I am working on a model of high dimensionality (a hierarchical model with ~50000 parameters at the lowest level). Initializing with Stan’s default (uniform [-2,2]) causes numerical problems. Seeding with random draws from the priors kind of works, but it takes a very long time for chains to converge. Sometime 2000 isn’t enough, and that takes around 48 h to compute. I want to give Stan a hand by starting the chains at reasonable values, and, for at least some parameters, I can calculate decent guesses based on the data. Is there a good practice for how to over-disperse initial values around my data-based guesses? Alternatively, is there a diagnostic tool to check if the initialization was over-dispersed (as apposed to check if chains have converged, assuming they were seeded with over-dispersion)?
---
> Your tasks:
1 > In the forum post about Stan initial values, what distribution does Stan use by default to initialize parameters?
2 > Carry on the forum post about Stan initial values from its last sentence.
The material has no connection to the forum post about Stan initial values.
---
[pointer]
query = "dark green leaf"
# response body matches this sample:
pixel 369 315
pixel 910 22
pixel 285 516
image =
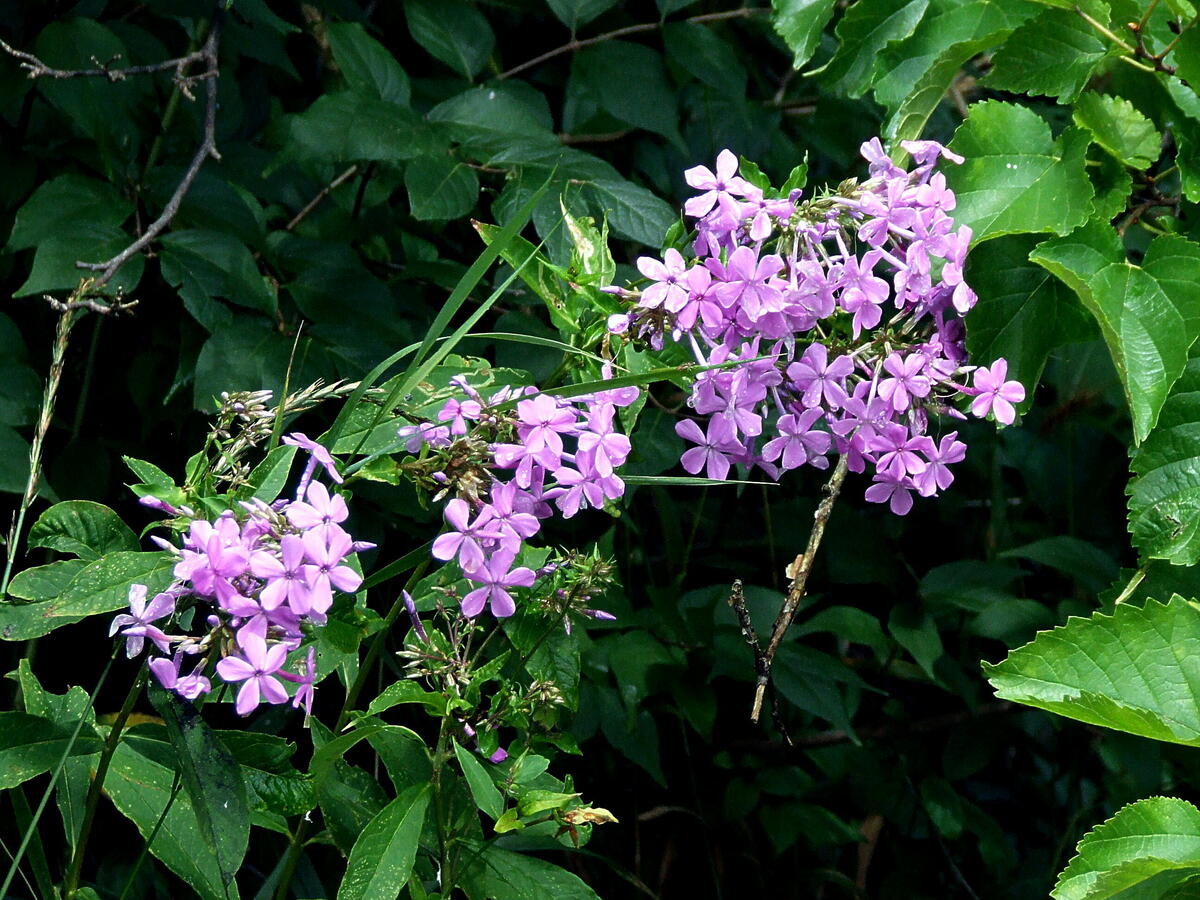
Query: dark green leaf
pixel 382 858
pixel 87 529
pixel 213 780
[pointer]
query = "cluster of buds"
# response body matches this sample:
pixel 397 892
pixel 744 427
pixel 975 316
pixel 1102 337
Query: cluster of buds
pixel 834 325
pixel 264 574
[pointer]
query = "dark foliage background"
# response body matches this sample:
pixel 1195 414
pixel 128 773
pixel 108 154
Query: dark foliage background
pixel 358 141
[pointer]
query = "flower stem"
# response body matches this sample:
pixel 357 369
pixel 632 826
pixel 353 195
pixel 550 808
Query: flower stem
pixel 71 885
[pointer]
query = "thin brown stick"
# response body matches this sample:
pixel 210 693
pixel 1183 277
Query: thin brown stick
pixel 37 69
pixel 208 148
pixel 324 192
pixel 577 45
pixel 803 568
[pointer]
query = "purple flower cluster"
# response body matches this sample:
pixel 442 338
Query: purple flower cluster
pixel 837 324
pixel 264 574
pixel 561 453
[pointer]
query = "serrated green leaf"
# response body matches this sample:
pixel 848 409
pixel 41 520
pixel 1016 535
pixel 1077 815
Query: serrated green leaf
pixel 213 780
pixel 382 858
pixel 867 29
pixel 1150 316
pixel 87 529
pixel 141 789
pixel 1120 129
pixel 1023 311
pixel 1015 178
pixel 799 23
pixel 483 789
pixel 1152 844
pixel 574 13
pixel 453 31
pixel 366 64
pixel 441 187
pixel 1131 671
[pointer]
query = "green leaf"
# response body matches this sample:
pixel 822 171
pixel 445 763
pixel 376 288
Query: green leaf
pixel 204 264
pixel 574 13
pixel 1023 312
pixel 211 778
pixel 383 856
pixel 799 23
pixel 707 57
pixel 867 29
pixel 58 205
pixel 1164 495
pixel 103 585
pixel 141 790
pixel 483 789
pixel 30 745
pixel 1017 178
pixel 1143 851
pixel 453 31
pixel 1120 129
pixel 597 70
pixel 501 874
pixel 1150 316
pixel 441 187
pixel 366 64
pixel 87 529
pixel 1054 54
pixel 1131 671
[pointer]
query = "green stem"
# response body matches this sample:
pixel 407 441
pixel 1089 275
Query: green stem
pixel 49 789
pixel 96 789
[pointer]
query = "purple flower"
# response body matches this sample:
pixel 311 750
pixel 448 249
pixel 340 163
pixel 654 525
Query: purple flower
pixel 816 378
pixel 936 475
pixel 496 580
pixel 137 628
pixel 467 538
pixel 713 454
pixel 995 394
pixel 719 187
pixel 256 667
pixel 166 672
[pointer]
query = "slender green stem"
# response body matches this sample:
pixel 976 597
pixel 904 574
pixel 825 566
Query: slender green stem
pixel 71 883
pixel 49 789
pixel 154 833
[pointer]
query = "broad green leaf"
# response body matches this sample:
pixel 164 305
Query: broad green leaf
pixel 1150 316
pixel 441 187
pixel 801 23
pixel 204 264
pixel 347 126
pixel 1143 851
pixel 501 874
pixel 574 13
pixel 598 70
pixel 60 204
pixel 1120 129
pixel 211 778
pixel 366 64
pixel 1164 495
pixel 1023 311
pixel 453 31
pixel 483 789
pixel 708 57
pixel 382 858
pixel 141 789
pixel 30 745
pixel 87 529
pixel 105 585
pixel 1131 671
pixel 1054 54
pixel 1017 178
pixel 867 29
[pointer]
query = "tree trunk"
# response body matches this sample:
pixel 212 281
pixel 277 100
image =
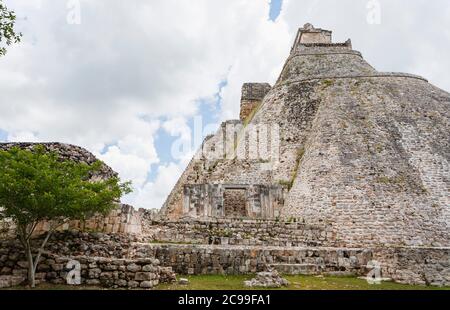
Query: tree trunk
pixel 31 270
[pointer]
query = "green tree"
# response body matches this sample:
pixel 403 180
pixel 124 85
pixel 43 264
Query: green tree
pixel 36 186
pixel 8 35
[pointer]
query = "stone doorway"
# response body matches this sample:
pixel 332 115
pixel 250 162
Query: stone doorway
pixel 235 203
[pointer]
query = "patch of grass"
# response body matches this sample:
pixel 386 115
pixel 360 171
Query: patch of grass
pixel 217 282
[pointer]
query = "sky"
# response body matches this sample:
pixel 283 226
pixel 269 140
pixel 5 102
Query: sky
pixel 139 83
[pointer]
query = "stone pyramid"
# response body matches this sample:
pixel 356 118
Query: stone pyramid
pixel 334 142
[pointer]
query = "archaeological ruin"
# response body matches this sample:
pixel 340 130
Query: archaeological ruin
pixel 333 169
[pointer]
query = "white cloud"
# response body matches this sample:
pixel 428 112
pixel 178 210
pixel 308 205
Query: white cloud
pixel 107 81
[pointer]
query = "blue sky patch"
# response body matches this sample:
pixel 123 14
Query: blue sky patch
pixel 3 135
pixel 275 9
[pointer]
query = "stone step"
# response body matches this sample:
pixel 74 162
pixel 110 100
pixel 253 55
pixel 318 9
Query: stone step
pixel 296 269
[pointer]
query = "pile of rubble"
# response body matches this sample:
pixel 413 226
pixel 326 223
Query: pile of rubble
pixel 267 279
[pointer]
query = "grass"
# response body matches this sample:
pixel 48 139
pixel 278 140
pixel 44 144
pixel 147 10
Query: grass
pixel 217 282
pixel 214 282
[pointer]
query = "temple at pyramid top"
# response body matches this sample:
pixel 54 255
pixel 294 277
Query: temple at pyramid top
pixel 308 35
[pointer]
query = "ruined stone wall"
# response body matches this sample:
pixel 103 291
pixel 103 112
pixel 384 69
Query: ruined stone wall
pixel 200 259
pixel 66 152
pixel 204 201
pixel 415 265
pixel 239 232
pixel 252 96
pixel 97 271
pixel 376 163
pixel 124 220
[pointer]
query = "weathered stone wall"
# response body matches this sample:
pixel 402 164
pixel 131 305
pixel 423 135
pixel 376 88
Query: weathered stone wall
pixel 201 259
pixel 376 163
pixel 204 201
pixel 125 220
pixel 66 152
pixel 251 98
pixel 239 232
pixel 415 265
pixel 103 260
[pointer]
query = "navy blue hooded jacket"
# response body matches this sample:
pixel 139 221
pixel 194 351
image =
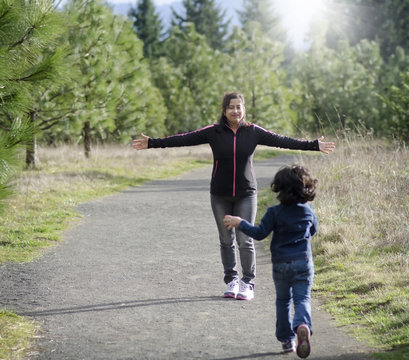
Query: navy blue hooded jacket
pixel 233 152
pixel 292 227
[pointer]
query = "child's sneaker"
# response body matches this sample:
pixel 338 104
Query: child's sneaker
pixel 288 346
pixel 303 341
pixel 232 289
pixel 246 291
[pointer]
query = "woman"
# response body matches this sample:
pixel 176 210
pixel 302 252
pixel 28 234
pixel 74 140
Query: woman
pixel 233 187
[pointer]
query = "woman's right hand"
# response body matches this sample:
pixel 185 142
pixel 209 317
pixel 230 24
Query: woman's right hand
pixel 142 143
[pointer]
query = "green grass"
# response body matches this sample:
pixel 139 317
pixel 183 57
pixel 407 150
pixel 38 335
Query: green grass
pixel 361 255
pixel 361 251
pixel 16 336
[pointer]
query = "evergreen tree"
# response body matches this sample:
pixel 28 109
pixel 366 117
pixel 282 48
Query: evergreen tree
pixel 26 28
pixel 190 79
pixel 208 19
pixel 110 94
pixel 29 60
pixel 262 11
pixel 147 26
pixel 254 68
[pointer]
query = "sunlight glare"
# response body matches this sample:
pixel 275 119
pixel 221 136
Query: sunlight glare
pixel 297 15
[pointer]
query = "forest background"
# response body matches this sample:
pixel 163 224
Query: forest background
pixel 78 74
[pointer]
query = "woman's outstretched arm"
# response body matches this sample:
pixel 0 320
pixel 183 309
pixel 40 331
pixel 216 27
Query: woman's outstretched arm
pixel 141 143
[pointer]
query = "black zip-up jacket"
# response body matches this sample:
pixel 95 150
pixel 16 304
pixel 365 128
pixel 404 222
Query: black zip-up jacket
pixel 233 151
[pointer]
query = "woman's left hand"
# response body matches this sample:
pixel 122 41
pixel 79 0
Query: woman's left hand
pixel 325 147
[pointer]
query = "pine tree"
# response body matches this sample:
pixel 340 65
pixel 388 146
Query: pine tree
pixel 262 11
pixel 27 28
pixel 208 19
pixel 147 26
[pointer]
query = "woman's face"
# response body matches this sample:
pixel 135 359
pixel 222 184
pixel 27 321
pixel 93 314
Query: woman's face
pixel 235 112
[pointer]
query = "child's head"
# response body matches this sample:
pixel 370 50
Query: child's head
pixel 294 184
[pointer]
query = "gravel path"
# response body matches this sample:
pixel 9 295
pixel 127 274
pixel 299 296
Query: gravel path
pixel 140 277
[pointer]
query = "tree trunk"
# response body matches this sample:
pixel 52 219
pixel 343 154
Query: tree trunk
pixel 86 132
pixel 31 147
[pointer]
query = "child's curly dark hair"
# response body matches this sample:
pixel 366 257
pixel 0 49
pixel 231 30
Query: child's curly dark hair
pixel 294 184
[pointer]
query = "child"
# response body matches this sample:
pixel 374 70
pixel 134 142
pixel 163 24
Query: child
pixel 292 222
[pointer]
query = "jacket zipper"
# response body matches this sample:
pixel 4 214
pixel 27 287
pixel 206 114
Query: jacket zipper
pixel 234 165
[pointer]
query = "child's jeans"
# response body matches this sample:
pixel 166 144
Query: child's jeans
pixel 293 281
pixel 246 208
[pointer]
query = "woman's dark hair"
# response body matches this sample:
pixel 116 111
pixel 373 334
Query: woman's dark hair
pixel 226 102
pixel 294 184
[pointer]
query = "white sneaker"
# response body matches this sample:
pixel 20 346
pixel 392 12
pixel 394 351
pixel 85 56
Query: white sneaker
pixel 232 289
pixel 246 291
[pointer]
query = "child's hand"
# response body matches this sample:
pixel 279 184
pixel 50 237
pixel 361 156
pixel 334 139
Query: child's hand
pixel 325 147
pixel 231 221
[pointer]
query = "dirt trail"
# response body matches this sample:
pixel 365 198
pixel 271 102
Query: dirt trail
pixel 140 277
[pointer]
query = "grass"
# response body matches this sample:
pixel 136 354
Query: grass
pixel 43 205
pixel 361 252
pixel 16 335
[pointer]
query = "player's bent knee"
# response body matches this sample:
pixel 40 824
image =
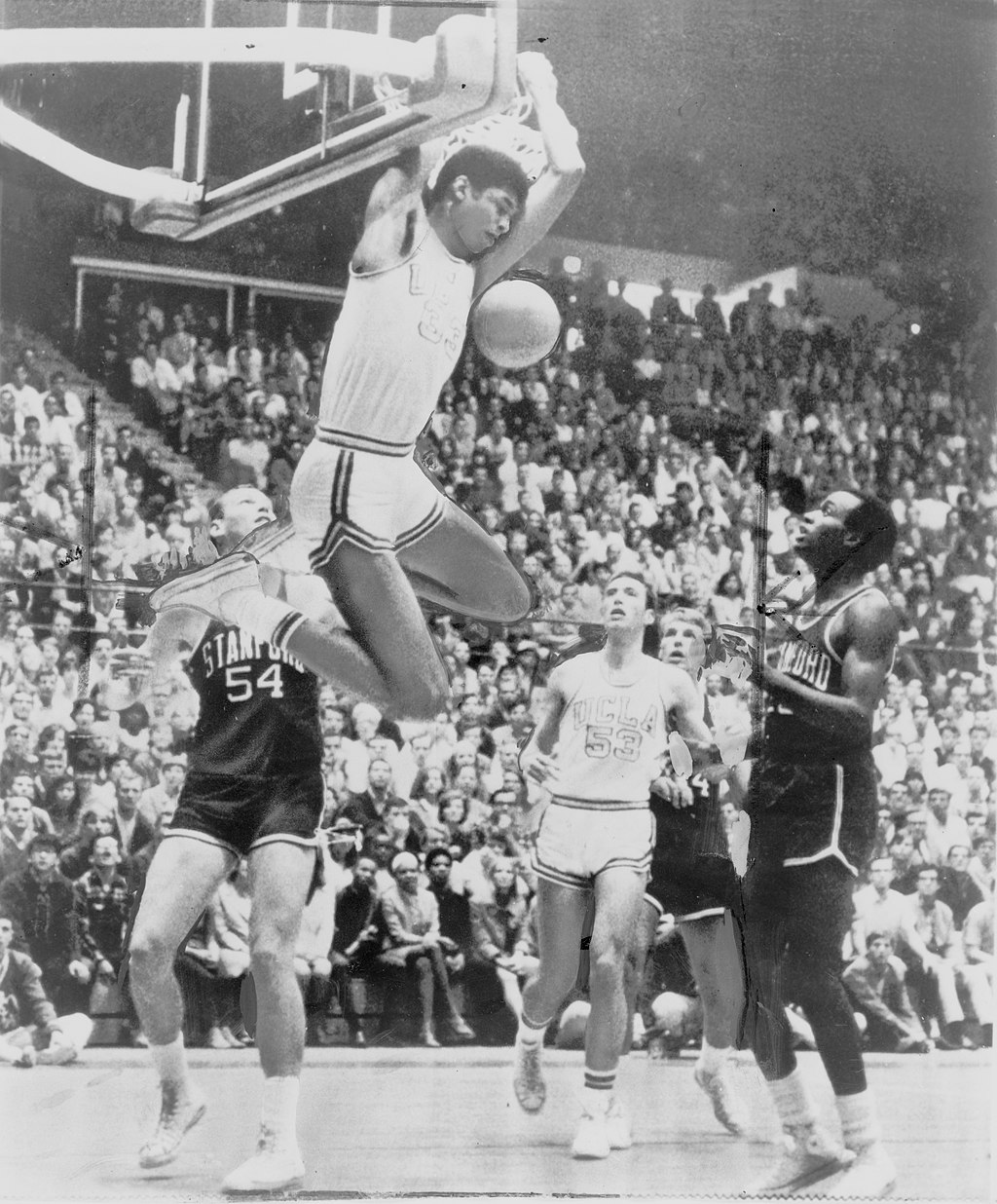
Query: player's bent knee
pixel 149 952
pixel 423 699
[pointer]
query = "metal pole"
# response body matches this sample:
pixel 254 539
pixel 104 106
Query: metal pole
pixel 203 103
pixel 79 317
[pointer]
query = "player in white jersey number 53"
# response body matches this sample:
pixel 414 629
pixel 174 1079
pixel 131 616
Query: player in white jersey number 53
pixel 377 527
pixel 600 749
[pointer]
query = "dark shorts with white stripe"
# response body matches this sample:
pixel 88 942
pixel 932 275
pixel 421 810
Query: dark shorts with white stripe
pixel 244 812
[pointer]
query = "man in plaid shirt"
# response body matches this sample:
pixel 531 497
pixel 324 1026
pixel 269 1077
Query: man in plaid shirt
pixel 101 902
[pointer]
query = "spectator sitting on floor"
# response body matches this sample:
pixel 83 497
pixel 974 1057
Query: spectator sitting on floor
pixel 17 833
pixel 101 903
pixel 978 948
pixel 456 934
pixel 132 830
pixel 411 918
pixel 40 901
pixel 30 1030
pixel 95 820
pixel 934 979
pixel 152 802
pixel 875 985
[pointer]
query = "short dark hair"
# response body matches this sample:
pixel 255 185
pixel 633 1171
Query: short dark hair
pixel 435 852
pixel 650 596
pixel 42 841
pixel 876 527
pixel 484 168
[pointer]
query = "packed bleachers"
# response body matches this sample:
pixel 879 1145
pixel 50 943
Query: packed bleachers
pixel 637 449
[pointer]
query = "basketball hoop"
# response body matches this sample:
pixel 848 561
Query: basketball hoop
pixel 506 132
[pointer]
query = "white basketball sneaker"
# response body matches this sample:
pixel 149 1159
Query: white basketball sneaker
pixel 870 1177
pixel 207 587
pixel 810 1154
pixel 593 1137
pixel 273 1168
pixel 176 1118
pixel 726 1106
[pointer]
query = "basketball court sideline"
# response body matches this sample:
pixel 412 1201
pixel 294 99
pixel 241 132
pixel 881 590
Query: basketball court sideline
pixel 430 1121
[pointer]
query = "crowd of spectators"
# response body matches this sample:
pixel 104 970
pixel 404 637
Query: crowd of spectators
pixel 637 449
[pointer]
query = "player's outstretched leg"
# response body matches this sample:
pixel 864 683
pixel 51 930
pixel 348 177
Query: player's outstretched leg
pixel 279 876
pixel 560 920
pixel 182 877
pixel 717 968
pixel 619 894
pixel 810 1153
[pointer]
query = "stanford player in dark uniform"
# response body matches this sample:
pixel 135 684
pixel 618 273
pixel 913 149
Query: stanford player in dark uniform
pixel 254 790
pixel 692 879
pixel 812 801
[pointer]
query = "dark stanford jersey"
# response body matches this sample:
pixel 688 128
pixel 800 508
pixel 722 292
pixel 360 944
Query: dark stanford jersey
pixel 259 708
pixel 812 796
pixel 812 661
pixel 686 832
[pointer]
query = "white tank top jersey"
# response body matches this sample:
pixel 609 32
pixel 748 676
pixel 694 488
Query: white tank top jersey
pixel 395 343
pixel 613 739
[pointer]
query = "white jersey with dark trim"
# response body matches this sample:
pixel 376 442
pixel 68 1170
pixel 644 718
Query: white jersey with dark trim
pixel 613 738
pixel 395 343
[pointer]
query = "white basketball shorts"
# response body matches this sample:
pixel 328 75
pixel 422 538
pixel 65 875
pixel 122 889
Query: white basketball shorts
pixel 577 843
pixel 378 503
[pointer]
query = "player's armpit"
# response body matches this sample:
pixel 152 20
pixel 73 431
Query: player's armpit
pixel 872 631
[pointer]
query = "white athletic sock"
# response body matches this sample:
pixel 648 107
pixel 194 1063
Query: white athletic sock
pixel 169 1062
pixel 279 1109
pixel 269 619
pixel 596 1101
pixel 712 1060
pixel 860 1122
pixel 792 1101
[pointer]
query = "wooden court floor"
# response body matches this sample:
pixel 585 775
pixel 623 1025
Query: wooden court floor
pixel 413 1121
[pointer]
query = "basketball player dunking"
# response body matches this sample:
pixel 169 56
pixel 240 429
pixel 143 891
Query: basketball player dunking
pixel 600 746
pixel 377 527
pixel 692 879
pixel 254 790
pixel 813 807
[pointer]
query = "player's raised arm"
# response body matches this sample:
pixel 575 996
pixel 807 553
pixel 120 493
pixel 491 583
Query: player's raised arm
pixel 394 217
pixel 686 714
pixel 535 760
pixel 870 632
pixel 549 195
pixel 137 671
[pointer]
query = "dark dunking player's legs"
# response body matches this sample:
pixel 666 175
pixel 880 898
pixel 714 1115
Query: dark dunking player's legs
pixel 794 922
pixel 387 656
pixel 459 566
pixel 716 957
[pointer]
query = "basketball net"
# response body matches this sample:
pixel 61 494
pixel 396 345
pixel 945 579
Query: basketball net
pixel 507 132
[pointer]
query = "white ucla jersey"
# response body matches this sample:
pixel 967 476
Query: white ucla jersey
pixel 395 343
pixel 613 739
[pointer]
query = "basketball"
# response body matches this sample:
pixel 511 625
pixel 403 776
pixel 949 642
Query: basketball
pixel 515 324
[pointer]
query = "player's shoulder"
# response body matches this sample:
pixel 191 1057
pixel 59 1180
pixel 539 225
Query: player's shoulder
pixel 870 618
pixel 673 680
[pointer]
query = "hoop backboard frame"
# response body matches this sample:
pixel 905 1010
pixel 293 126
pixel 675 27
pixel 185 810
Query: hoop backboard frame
pixel 462 72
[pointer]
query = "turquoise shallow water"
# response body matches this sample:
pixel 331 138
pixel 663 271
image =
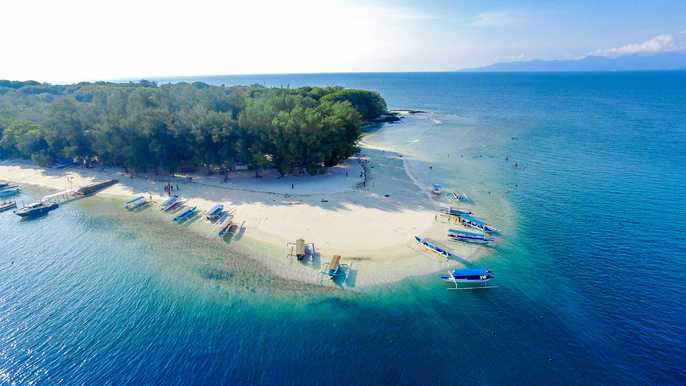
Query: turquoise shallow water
pixel 586 176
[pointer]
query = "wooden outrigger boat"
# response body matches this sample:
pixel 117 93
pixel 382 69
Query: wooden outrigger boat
pixel 469 237
pixel 10 190
pixel 169 203
pixel 458 196
pixel 334 267
pixel 470 221
pixel 228 228
pixel 139 203
pixel 456 211
pixel 469 276
pixel 432 247
pixel 7 205
pixel 186 214
pixel 128 204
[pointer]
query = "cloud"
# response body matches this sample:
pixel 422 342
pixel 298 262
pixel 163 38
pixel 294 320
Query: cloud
pixel 496 19
pixel 659 43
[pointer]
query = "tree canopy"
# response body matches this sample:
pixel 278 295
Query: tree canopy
pixel 144 126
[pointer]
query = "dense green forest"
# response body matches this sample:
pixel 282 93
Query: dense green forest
pixel 148 127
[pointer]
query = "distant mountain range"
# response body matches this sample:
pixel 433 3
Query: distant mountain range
pixel 662 61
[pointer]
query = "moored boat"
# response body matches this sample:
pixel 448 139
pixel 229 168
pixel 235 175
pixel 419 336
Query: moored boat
pixel 224 230
pixel 133 201
pixel 334 267
pixel 10 190
pixel 469 276
pixel 432 247
pixel 470 237
pixel 186 214
pixel 456 211
pixel 471 221
pixel 7 205
pixel 169 203
pixel 36 208
pixel 138 203
pixel 458 196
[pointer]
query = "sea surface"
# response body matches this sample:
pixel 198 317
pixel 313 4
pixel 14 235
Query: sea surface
pixel 585 174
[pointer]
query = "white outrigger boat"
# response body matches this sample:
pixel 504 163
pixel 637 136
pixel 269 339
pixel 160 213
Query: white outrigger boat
pixel 132 201
pixel 138 204
pixel 456 211
pixel 469 276
pixel 186 214
pixel 170 203
pixel 432 247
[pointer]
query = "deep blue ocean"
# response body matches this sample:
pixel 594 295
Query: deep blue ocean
pixel 591 267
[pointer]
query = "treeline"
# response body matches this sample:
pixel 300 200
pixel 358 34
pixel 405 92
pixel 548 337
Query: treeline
pixel 148 127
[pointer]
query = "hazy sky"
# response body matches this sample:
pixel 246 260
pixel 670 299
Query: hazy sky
pixel 72 40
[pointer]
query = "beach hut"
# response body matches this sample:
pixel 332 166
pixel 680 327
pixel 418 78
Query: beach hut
pixel 300 249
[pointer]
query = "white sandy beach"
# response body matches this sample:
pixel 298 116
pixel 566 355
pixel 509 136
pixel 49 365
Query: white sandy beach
pixel 372 231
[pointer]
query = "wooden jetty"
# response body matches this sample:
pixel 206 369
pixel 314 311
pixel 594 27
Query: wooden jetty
pixel 95 187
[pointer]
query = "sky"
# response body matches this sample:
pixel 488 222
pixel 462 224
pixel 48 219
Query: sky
pixel 78 40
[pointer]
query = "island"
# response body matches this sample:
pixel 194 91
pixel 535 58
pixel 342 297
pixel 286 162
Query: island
pixel 288 164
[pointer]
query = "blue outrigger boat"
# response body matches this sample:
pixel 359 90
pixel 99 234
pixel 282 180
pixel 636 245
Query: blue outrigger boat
pixel 215 212
pixel 470 237
pixel 10 190
pixel 432 247
pixel 471 221
pixel 169 203
pixel 456 211
pixel 469 276
pixel 186 214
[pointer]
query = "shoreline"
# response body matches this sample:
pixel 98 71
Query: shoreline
pixel 330 210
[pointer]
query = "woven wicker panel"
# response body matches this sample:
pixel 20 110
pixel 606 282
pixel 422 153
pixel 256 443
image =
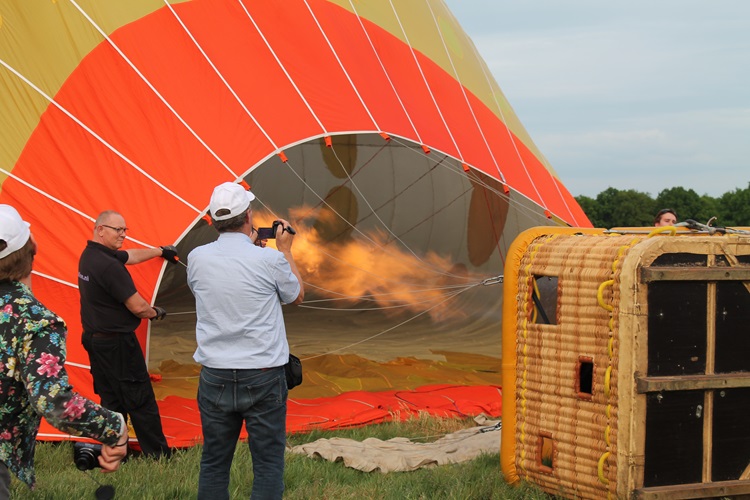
---
> Numbered answers:
1 > A uniform distribution on [-2, 2].

2 >
The recommendation to use over-dispersed initial values is to make \widehat{R} diagnostic more conservative. In high dimensions, it is very difficult to generate over-dispersed initial values that would at the same be near the interesting posterior region (sometimes called typical set). It is likely that over-dispersion is not a strict requirement even in theory. Section 5.1 of
has a recent theoretical result. The worry about underdispersed initial points was bigger when only a few short chains were run in 1990’s (due to computers being much slower than today), so that it was possible just by chance to observe early small Rhat (the threshold was also much higher at that time). With long efficient chains (like 1000 iterations of HMC/NUTS in Stan) or with a high number of short but efficient chains (like 100+ chains of few iterations of HMC/NUTS) there is less worry of getting just by chance a small Rhat value. You could examine the behavior of Rhat or even easier to interpret to examine the effective sample size with increasing number of iterations as in Rank-Normalization, Folding, and Localization: An Improved Rˆ for Assessing Convergence of MCMC (with Discussion).